→ EXERCISE INSTRUCTIONS
Continue the extract below on testing infrastructure adapters, starting right after its final sentence.

→ EXTRACT TO READ
-----

Infrastructure Adapters

static {
        TestEnvironment.start();
    }
 @Test
    void retrievesWhenExists() {
        var currency = Currency.getInstance("PHP");
        var id = new AccountId(UUID.randomUUID().toString());
        var record = new AccountRecord(id.value(), 2000L, currency.getCurrencyCode(), currency.getDefaultFractionDigits(), null);
        repository.save(record).block();

        var result = port.findAccount(id).block();

        var expected = new Account(id, 2000L, currency, 0L);
        assertThat(result).usingRecursiveComparison()
                .isEqualTo(expected);
    }

An infrastructure white box integration test that connects directly with a database (using docker)

The infrastructure layer of the hexagonal architecture focuses on integration with infrastructure components and other services like databases, queues, and 3rd party APIs. Typically this involves the adapter converting domain objects into requests and then dispatching them to SDKs to perform its tasks.

The preferred tests for the infrastructure layer are infrastructure white box integration tests. In particular, SDKs are notorious for being very difficult to mock (case in point: AWS SDK), and mocking, to this degree, is tedious, challenging to follow, and unreadable.

-----

→ Point annotation records
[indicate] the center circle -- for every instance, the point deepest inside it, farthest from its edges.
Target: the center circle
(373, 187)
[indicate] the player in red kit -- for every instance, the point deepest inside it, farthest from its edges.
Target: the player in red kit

-----

→ REPLY TO THE EXERCISE
Let's break this down. In the implementation of infrastructure white box integration tests, we prefer the following:

  • The methods of the adapter are directly invoked; for simplicity, tests may be limited to the primary adapter interface and should already cover most of the orchestration – if any.
  • the infrastructure layer should connect to a local emulation of the system to keep things portable and predictable
  • the return values from the function invocation are verified
  • the infrastructure emulation state is verified

See the following examples.

Test ObjectTest
UserRepositoryAdapter.save(...) invokes multiple repository instances that map directly to a PostgreSQL table (UserRepository, AddressRepository, ContactDetailsRepository, FriendshipRepository) to save a User.The test starts up an embedded HSQL database with PostgreSQL emulation (or a PostgreSQL container in docker compose).

The test invokes the save method directly to save a user.

The test queries PostgreSQL directly via some existing infrastructure code or framework to verify that the User is saved.

The test cleans up the environment.
ForeignExchangeServiceAdapter.list invokes a 3rd party API to list current foreign exchange rates.The test starts an embedded Wiremock instance (or a Wiremock container in docker compose) and stubs the return values.

The test invokes the list method directly to retrieve rates.

The test validates that the returned list is as expected.

The test cleans up the environment.
FileStorageAdapter.upload uploads a file to AWS S3.The test starts up a localstack instance in docker compose and creates the appropriate buckets.

The test invokes the upload method directly.

The test validates that the file was indeed uploaded to localstack S3.

The test cleans up the environment.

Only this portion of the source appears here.